_Source excerpt_
○ ○ ○ ○

Laypersons and experts alike have called for an independent inquiry - on the lines of the post-9/11 investigation in America.

HOW MANY blunders does it take to constitute an intelligence failure? Or rather what does it take for an obvious intelligence failure to be officially recognised as one?

Ask the man who lost both his legs in the July 7 London bombings last year and he will say that he was a victim of intelligence failure. Ask the young woman whose face was badly burnt in the bombings and she will say she was a victim of intelligence failure. Ask the couple who lost their daughter that day and they will say she was a victim of intelligence failure.

But the official view is rather different. No wonder, victims of the attacks and their families are furious after a high-level inquiry committee last week cleared Britain's security services of any blame for the atrocity that claimed 52 lives and left hundreds injured and traumatised.

Indeed, the fury is shared by Britons across the country. Almost everyone outside the "sarkari" bubble believes that the report of the parliamentary Intelligence and Security Committee (ISC) is a "whitewash." Laypersons and experts alike have reacted with disappointment to its findings and called for an independent inquiry — on the lines of the post-9/11 investigation in America.

The ISC report is a strange document in that its conclusions are awkwardly at odds with its own analysis of the events leading up to "7/7." For the most part, it reads like a catalogue of intelligence and security lapses but when it comes to holding the security establishment accountable its authors develop cold feet and conclude that neither MI5 not any of the other agencies, who are paid to protect the country, were to blame.

The report deploys some extraordinary euphemisms to avoid calling a spade a spade and, as The Times editorially commented, "beneath the reasonable language ... lies a searing indictment of confusion, poor judgement, missed opportunities and plain ignorance that prevented Britain's security services from carrying out the basic task assigned to them: protecting the nation from its enemies."

○ ○ ○ ○

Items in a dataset
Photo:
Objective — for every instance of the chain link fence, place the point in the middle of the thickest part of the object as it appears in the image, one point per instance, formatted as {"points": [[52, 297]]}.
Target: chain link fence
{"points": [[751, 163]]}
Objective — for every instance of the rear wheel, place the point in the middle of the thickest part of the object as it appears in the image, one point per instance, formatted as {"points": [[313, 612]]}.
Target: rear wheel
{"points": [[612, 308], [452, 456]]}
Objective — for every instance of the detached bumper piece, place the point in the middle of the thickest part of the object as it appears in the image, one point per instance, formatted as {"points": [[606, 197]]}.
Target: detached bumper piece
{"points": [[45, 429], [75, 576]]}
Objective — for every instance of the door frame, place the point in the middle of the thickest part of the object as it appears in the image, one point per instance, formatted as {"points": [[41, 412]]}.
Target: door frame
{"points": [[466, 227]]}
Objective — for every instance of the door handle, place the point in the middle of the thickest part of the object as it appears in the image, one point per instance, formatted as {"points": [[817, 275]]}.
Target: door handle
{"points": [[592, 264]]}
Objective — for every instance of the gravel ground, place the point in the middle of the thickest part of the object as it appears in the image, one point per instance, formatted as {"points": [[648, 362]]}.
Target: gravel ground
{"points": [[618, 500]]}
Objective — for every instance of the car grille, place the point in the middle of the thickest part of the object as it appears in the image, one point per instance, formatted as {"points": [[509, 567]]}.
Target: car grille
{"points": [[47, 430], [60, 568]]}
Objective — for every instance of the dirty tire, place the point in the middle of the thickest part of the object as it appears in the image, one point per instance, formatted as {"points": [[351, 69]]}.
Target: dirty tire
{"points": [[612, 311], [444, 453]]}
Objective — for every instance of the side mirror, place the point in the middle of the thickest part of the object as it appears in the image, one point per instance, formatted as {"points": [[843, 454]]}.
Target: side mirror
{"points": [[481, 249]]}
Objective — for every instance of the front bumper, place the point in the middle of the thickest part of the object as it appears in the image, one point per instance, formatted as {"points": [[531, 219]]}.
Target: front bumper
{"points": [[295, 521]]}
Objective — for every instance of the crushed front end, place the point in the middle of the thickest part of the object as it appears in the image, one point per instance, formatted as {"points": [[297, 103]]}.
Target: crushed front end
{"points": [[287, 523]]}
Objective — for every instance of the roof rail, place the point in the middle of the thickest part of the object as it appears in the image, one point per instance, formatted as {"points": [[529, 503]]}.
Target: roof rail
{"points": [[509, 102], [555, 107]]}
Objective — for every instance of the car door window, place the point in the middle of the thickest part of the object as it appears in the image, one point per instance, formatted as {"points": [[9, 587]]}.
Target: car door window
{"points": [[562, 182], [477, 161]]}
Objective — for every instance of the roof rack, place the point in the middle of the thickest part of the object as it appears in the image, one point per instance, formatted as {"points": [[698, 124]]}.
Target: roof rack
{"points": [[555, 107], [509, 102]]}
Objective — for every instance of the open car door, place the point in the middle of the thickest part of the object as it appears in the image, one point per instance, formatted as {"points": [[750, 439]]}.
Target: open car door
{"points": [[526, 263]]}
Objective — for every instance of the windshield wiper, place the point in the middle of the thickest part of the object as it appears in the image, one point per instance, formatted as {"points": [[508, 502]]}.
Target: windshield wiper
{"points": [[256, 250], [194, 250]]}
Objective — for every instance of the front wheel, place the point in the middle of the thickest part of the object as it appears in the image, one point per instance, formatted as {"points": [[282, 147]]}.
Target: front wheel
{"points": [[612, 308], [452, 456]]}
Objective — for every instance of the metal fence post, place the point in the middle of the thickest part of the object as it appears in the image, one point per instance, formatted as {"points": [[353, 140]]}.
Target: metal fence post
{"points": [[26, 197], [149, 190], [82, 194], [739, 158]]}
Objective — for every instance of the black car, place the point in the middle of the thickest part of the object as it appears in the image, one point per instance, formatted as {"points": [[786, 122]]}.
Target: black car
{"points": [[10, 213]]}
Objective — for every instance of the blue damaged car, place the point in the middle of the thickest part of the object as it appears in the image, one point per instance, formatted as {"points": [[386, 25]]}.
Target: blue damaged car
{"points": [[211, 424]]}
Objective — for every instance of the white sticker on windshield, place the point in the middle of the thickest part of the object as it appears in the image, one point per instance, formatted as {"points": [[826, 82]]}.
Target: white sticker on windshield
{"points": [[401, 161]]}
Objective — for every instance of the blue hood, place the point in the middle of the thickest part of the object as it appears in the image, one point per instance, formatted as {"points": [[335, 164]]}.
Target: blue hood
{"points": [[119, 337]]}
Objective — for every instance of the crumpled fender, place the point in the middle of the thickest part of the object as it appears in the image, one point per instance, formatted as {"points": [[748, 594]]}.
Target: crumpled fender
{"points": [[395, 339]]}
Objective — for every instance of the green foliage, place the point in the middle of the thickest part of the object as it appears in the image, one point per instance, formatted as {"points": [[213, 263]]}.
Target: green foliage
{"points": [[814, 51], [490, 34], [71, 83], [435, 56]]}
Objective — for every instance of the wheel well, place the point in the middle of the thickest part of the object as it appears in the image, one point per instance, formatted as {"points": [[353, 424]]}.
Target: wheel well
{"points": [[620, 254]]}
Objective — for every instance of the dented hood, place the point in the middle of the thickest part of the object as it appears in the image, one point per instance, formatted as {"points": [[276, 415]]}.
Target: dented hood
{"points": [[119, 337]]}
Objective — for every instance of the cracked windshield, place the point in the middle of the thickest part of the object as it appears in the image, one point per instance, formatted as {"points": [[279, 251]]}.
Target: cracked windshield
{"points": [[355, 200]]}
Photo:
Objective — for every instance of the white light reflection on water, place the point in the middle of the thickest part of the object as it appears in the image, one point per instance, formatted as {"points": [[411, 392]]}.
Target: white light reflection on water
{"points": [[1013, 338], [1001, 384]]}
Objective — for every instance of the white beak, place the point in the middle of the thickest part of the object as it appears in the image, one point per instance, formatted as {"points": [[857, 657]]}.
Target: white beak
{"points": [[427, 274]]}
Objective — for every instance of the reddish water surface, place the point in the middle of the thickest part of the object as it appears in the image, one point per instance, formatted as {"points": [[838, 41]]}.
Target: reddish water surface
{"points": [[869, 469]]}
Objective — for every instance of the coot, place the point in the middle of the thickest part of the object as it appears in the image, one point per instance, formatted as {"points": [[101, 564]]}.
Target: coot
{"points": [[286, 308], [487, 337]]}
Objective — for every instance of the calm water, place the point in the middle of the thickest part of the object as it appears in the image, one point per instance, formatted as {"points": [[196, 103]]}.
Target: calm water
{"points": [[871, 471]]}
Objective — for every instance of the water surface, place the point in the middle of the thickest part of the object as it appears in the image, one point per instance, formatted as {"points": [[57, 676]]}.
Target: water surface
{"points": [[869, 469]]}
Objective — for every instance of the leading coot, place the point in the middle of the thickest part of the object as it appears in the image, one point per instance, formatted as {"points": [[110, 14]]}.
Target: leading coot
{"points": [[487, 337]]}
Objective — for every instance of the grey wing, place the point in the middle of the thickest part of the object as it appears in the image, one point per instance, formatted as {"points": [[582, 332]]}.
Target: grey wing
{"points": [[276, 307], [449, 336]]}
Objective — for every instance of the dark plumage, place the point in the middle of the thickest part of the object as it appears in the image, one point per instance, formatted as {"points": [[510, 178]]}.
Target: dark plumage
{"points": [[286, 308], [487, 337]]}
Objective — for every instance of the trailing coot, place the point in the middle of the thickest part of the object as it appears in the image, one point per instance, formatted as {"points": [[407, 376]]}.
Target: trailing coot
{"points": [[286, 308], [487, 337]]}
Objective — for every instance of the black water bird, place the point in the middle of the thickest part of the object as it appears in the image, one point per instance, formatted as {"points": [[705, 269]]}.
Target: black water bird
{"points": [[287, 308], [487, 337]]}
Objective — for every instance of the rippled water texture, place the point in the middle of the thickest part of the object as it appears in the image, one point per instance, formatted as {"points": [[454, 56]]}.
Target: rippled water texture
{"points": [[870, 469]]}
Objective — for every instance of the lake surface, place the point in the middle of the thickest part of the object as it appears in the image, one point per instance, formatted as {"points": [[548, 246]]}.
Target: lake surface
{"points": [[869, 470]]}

○ ○ ○ ○

_Set of tasks_
#1 According to the excerpt about the inquiry into the July 7 London bombings, how many lives did the attack claim?
#2 List every line of the records that contains the string "windshield", matching case exactly.
The text and the records come from unrelated sources.

_Answers per task_
#1 52 lives.

#2
Objective — for every instance of the windshield wiper, place the point in the middle of the thickest part of the object as it appears in the image, one point per instance, formatted as {"points": [[508, 502]]}.
Target: windshield wiper
Objective — for every instance of the white sticker on windshield, place the point in the middle of the thickest part of the object as it appears in the image, one point per instance, formatted as {"points": [[826, 82]]}.
Target: white sticker on windshield
Objective — for every instance of the cracked windshield, place the point in the middle of the thickest part of the object as it appears in the image, one point per instance, formatted as {"points": [[279, 251]]}.
Target: cracked windshield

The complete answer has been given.